- _DATA FOR ANALYSIS_
##############################
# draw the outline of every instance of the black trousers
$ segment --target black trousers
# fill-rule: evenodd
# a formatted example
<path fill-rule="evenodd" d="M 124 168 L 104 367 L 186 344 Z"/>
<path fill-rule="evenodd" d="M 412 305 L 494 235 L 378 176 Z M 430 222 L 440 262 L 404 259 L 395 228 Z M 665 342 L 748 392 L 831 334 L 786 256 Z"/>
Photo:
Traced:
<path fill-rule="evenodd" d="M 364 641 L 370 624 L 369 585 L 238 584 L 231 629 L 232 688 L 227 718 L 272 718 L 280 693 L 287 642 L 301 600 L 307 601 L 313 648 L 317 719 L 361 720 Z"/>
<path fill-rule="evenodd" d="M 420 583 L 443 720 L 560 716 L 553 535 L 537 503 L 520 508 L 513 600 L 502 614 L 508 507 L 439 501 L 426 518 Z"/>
##############################
- _TASK OBJECTIVE_
Go through the entries and return each line where the word "black" appears.

- _SOLUTION TO THIS EXERCISE_
# draw the outline of every instance of the black trousers
$ segment --target black trousers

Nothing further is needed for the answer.